** Goal of the exercise **
Write out the data below without changing a single character.

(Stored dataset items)
—————

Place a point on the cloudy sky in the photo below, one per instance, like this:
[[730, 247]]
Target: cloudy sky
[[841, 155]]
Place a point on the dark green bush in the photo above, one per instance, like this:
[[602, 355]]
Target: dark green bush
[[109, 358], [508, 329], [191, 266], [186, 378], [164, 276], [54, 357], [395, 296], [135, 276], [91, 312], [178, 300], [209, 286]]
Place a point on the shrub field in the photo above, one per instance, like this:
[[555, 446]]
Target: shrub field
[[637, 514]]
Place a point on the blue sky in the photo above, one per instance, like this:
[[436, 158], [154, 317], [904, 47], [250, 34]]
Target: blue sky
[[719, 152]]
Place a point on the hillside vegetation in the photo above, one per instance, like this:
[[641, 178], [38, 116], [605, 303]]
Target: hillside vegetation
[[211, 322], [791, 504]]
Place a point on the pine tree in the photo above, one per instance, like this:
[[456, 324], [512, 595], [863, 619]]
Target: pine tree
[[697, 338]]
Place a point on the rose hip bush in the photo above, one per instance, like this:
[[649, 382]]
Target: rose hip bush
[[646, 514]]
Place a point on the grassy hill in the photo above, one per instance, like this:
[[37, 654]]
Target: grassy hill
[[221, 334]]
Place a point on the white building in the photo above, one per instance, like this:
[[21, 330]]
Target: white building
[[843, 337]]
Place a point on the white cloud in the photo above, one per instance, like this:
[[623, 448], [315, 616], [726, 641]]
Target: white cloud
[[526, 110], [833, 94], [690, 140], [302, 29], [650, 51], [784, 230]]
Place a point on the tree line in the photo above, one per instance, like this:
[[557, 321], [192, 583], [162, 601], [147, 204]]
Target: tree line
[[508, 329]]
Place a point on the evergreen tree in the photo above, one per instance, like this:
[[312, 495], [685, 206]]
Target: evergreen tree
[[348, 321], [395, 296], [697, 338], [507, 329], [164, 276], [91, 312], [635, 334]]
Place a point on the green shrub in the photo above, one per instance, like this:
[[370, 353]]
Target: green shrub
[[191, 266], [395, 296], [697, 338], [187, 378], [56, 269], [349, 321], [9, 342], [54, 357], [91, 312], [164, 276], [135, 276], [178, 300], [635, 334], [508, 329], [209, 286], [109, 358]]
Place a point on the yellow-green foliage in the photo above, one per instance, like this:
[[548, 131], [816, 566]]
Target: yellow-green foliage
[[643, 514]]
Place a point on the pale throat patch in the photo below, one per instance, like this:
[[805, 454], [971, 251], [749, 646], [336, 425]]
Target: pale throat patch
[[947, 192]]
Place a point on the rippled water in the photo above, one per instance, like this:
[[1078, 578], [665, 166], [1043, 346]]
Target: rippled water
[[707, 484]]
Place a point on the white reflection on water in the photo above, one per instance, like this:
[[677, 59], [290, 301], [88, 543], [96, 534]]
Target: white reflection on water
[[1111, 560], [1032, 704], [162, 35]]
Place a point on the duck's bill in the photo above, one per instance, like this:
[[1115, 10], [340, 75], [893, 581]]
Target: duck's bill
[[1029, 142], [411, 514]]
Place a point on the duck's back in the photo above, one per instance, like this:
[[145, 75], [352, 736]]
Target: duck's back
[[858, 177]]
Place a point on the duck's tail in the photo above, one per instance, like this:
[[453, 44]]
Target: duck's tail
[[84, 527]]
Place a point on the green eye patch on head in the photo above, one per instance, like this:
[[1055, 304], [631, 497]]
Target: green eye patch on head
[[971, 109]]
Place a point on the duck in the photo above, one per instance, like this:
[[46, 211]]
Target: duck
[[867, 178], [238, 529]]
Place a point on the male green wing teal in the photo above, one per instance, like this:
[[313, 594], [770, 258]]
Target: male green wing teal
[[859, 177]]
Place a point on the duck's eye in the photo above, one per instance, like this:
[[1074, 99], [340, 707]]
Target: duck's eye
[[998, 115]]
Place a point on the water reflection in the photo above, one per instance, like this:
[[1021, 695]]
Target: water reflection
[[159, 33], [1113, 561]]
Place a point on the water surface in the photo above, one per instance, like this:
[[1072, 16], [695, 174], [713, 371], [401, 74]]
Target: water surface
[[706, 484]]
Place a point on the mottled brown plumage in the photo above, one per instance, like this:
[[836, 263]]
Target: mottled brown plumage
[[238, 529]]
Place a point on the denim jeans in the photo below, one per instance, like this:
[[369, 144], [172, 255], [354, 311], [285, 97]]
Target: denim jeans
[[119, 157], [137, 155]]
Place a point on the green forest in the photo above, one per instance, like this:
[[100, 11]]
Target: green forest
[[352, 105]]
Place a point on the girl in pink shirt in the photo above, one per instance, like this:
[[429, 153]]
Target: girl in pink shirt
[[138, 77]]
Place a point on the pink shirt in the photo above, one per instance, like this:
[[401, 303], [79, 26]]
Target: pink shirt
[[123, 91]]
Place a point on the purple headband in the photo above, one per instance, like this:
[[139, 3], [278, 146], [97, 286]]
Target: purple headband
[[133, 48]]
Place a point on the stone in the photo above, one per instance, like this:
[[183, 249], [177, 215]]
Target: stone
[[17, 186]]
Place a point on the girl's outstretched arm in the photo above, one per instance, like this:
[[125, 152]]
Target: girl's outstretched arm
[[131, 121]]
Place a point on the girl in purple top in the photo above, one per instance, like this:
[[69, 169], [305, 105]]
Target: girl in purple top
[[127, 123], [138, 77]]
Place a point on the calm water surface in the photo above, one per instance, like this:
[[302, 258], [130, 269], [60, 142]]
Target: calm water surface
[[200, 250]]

—————

** Result **
Place a point on the cloudy sky in the photo below, one per instance, like this:
[[730, 247]]
Target: cloudy sky
[[841, 155]]
Place a point on the dark green bush in the photo above, one per instance, like this:
[[602, 355]]
Target: dark green bush
[[109, 358], [508, 329], [191, 266], [186, 378], [164, 276], [54, 357], [395, 296], [135, 276], [91, 312], [178, 300], [209, 286]]
Place a point on the shrub field in the photo above, one per instance, like this:
[[555, 446]]
Target: shrub field
[[637, 514]]
Place a point on the blue sky in the photo above, one per instance, like this:
[[436, 158], [154, 317], [904, 47], [250, 34]]
Target: blue sky
[[719, 152]]
Place a point on the hillside vegetation in the photo above, one per instance, like this:
[[641, 178], [38, 116], [605, 303]]
Target: hillside vegetation
[[211, 322], [791, 504]]
Place a point on the pine tree in the photo above, one per instance, like this:
[[456, 324], [512, 595], [863, 619]]
Target: pine tree
[[697, 338]]
Place a point on the rose hip bush in the photo above, one per instance, like this:
[[649, 382]]
Target: rose hip bush
[[646, 514]]
Place a point on the grassy hill in the photo above, one per instance, like this:
[[37, 654]]
Target: grassy hill
[[221, 334]]
Place a point on the white building in the photo above, one per instance, like this:
[[21, 330]]
Target: white building
[[843, 337]]
Place a point on the white cloud in the photo above, one per instance, like this:
[[623, 448], [315, 616], [726, 641]]
Target: white cloud
[[526, 110], [833, 94], [690, 140], [302, 29], [650, 51], [784, 230]]
Place a point on the tree line in the photo above, one per instance, like this:
[[557, 321], [192, 583], [162, 601], [147, 204]]
Target: tree line
[[508, 329]]
Place a point on the evergreen tree in the photo above, one per instance, like this:
[[312, 495], [685, 206]]
Target: evergreen tree
[[348, 321], [395, 296], [697, 338], [507, 329], [164, 276], [91, 312], [635, 334]]
Place a point on the green shrub in the photo above, one per instance, like this:
[[370, 353]]
Target: green shrub
[[191, 266], [395, 296], [697, 338], [187, 378], [56, 269], [349, 321], [9, 342], [54, 357], [91, 312], [164, 276], [135, 276], [178, 300], [635, 334], [508, 329], [209, 286], [109, 358]]
Place a point on the yellow-green foliage in the photo above, one per instance, like this:
[[548, 131], [816, 566]]
Target: yellow-green foliage
[[643, 514]]
Place a point on the pale throat patch in the photo below, one per instance, like this:
[[805, 454], [971, 251], [749, 646], [336, 425]]
Target: pale throat patch
[[947, 192]]
Place a point on the rippled water in the photo above, one per instance, like this:
[[1078, 578], [665, 166], [1043, 346]]
Target: rippled water
[[707, 484]]
Place a point on the white reflection on water in the photo above, one per instance, like this:
[[677, 59], [290, 301], [88, 543], [96, 534]]
Target: white reflection on water
[[1111, 560], [1032, 704], [162, 35]]
Place a point on the duck's bill in the photo above, one per instance, like this:
[[1115, 10], [340, 75], [893, 581]]
Target: duck's bill
[[1029, 142], [411, 514]]
Place a point on the duck's back in the photo above, one per instance, like this:
[[145, 75], [352, 736]]
Target: duck's back
[[858, 177]]
Place a point on the duck's tail in the photo above, one per instance, like this:
[[453, 44]]
Target: duck's tail
[[84, 527]]
Place a point on the green eye patch on head in the photo above, one per instance, like this:
[[1055, 304], [631, 497]]
Target: green eye patch on head
[[971, 109]]
Place a point on the duck in the photo above, one per instance, like this:
[[46, 211]]
Target: duck
[[867, 178], [238, 529]]
Place a point on the male green wing teal in the photo above, one per instance, like this:
[[313, 594], [770, 258]]
Target: male green wing teal
[[859, 177]]
Place a point on the duck's eye in the photo above, one per instance, like this:
[[1074, 99], [340, 707]]
Target: duck's eye
[[998, 115]]
Place a point on the water reflection in the photo above, one per instance, like this:
[[1021, 695]]
Target: water reflection
[[159, 33], [1113, 561]]
Place a point on the water surface in the photo above, one per instance, like this:
[[1072, 16], [695, 174], [713, 371], [401, 74]]
Target: water surface
[[706, 484]]
Place a point on the mottled brown plumage in the photo above, one per instance, like this:
[[836, 263]]
Target: mottled brown plumage
[[238, 529]]
Place a point on the denim jeans in the photo below, one per instance, like this:
[[369, 144], [172, 255], [354, 311], [285, 97]]
Target: denim jeans
[[119, 157], [137, 155]]
Place a point on the green forest in the photo above, one per instance, like this:
[[100, 11]]
Target: green forest
[[352, 105]]
Place a point on the girl in pink shirt in the photo above, one per instance, like this:
[[429, 153]]
Target: girl in pink shirt
[[138, 77]]
Place a point on the pink shirt in the photo above, one per instance, like this:
[[401, 303], [79, 26]]
Target: pink shirt
[[123, 91]]
Place a point on the purple headband in the photo above, one per instance, like this:
[[139, 3], [278, 146], [97, 286]]
Target: purple headband
[[133, 48]]
Place a point on the stone in the photo above, one per instance, like this:
[[183, 249], [177, 215]]
Target: stone
[[17, 186]]
Place a point on the girl's outstretched arm in the photo above, one per instance, like this:
[[125, 152]]
Target: girl's outstretched arm
[[131, 121]]
Place a point on the girl in purple top in the photo above, one per instance, like this:
[[69, 169], [305, 105]]
Target: girl in purple top
[[127, 123], [138, 77]]
Place a point on the calm water surface in the photo above, one per instance, like this:
[[302, 258], [130, 269], [60, 142]]
Target: calm water surface
[[200, 250]]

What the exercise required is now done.